— BEGIN Records to process —

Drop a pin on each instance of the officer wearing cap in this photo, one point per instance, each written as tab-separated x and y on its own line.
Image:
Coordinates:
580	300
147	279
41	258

— END Records to process —
— BEGIN Records to process —

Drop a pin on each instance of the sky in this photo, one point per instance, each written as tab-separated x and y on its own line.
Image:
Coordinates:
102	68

— END Records to process —
— BEGIN Records to process —

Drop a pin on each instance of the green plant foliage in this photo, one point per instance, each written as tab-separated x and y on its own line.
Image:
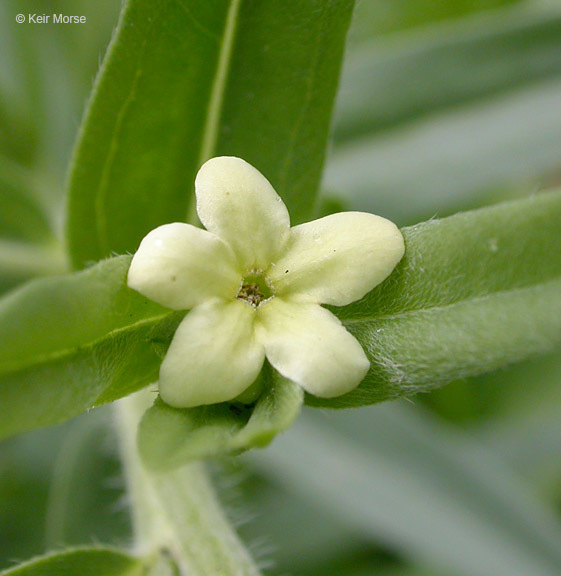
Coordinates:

— END Records to process —

> Required work: Please pull out every line of the material above that contains the word "photo". Uppercase and lowercase letters count as different.

> Task response:
Drop a pin on each instance of the officer wearing cap in this photo, one point per instance, each written as tab-separated x and y on its own line.
Drop a pin on each instance of the sky in this photo, one point per instance, each written as tab-separated x and y on its own line.
Drop a pin on each instance of the green plant foliage in this photo, one point per instance, each written as tab-separated x and y on its own line.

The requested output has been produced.